▶ **Task description**
Reproduce word for word the portion of the threat hunting post from "Now, let’s go" to "while remaining well-hidden.".

▶ **Page**
In our previous blog post, we provided an overview of how organizations can leverage an intelligence-driven, hypothesis-based approach to threat hunting for improving overall cyber resilience. Now, we’ll dive deeper into Accenture’s approach, exploring the phases of our threat hunting cycle and sharing a recent case study from our Cyber Investigation and Forensics Response (CIFR) team.


The Hunting Cycle: A Closed-Loop
Accenture follows a phased and iterative threat hunting life cycle. Underpinned by threat intelligence and situational awareness, this closed-loop life cycle is intended to promote the proactive, analytical, and creative nature of threat hunting missions while simultaneously feeding hunt outputs back to inform and enrich an organization’s entire Cyber Defense Program.

Exhibit 1: Accenture’s Intelligence-Driven, Hypothesis-Based Hunting Cycle. Copyright © 2019 Accenture. All rights reserved.

Exhibit 1: Accenture’s Intelligence-Driven, Hypothesis-Based Hunting Cycle. Copyright © 2019 Accenture. All rights reserved.


Setting the Stage – Visibility and Situational Awareness

Leveraging a recent threat hunting mission executed by Accenture at a global Financial Institution (FI), we’ll illustrate how to apply our approach in practice. For this particular case, Accenture leveraged an Endpoint Detection and Response (EDR) solution for primary endpoint visibility, as well as network sensors for bespoke network metadata capture with visibility at the primary egress/ingress points and the core network. Additionally, our tooling ingested contextualized asset data and threat intelligence for further telemetry and enrichment across data sets.

Now, let’s go hunting.


Phase 1: Hypothesize

All hunt missions begin with a good hypothesis. Given a suspected attacker’s tactics, techniques, and procedures (TTPs), threat hunters draw on threat intelligence, environmental knowledge, and their own experience and creativity to construct a plausible path to detection. The goal is to determine what threat may be targeting a company, where or what may be targeted within the environment, and how a threat may take advantage of an existing user or process to bypass security controls and achieve a given objective while remaining well-hidden.

▶ **Records provided**
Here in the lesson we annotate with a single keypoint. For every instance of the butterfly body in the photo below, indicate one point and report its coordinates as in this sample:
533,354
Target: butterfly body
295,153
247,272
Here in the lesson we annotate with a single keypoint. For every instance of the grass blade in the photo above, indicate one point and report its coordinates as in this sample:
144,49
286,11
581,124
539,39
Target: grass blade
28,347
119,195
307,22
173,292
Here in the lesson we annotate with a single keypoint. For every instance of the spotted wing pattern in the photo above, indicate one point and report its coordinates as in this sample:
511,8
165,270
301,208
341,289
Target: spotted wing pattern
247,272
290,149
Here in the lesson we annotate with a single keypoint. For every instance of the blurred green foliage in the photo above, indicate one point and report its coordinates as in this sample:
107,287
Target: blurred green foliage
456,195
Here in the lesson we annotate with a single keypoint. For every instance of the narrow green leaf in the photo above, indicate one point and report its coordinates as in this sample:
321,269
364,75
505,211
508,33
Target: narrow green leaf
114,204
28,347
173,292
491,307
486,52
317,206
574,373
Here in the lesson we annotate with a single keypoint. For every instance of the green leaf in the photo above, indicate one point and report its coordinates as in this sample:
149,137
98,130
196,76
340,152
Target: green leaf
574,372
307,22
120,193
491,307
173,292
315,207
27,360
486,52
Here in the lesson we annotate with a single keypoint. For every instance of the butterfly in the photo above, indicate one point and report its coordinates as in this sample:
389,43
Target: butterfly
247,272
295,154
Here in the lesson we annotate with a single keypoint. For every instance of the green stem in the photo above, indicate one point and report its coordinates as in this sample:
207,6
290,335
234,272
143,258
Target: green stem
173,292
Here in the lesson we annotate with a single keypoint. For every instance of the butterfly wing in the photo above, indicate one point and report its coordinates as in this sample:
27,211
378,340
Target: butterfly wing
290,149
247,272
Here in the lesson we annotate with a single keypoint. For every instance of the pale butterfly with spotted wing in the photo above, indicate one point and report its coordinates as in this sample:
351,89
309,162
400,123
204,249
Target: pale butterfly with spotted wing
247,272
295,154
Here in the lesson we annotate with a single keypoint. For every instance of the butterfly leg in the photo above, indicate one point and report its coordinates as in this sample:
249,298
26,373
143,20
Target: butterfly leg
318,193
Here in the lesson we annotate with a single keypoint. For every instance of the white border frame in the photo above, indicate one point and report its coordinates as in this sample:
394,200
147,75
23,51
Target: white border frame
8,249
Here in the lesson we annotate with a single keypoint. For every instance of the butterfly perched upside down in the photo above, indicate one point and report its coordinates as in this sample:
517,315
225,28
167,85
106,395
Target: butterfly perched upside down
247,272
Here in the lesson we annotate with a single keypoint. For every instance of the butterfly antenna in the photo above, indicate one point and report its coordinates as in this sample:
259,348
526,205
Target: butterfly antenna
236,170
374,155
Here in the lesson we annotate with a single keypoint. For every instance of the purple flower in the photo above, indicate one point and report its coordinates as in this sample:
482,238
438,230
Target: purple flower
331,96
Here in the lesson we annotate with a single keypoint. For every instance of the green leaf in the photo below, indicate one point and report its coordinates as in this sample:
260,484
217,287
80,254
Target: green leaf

▶ **Written response**
Now, let’s go hunting.


Phase 1: Hypothesize

All hunt missions begin with a good hypothesis. Given a suspected attacker’s tactics, techniques, and procedures (TTPs), threat hunters draw on threat intelligence, environmental knowledge, and their own experience and creativity to construct a plausible path to detection. The goal is to determine what threat may be targeting a company, where or what may be targeted within the environment, and how a threat may take advantage of an existing user or process to bypass security controls and achieve a given objective while remaining well-hidden.